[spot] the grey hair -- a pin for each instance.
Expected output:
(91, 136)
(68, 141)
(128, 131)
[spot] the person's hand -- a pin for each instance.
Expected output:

☆ ☆ ☆

→ **DO THIS**
Retype the material above, line by line, exactly.

→ **TASK OUTPUT**
[spot] the grey hair -- a pin for each instance.
Expected output:
(91, 136)
(68, 141)
(128, 131)
[spot] the person's hand -- a pin for each instance.
Expected output:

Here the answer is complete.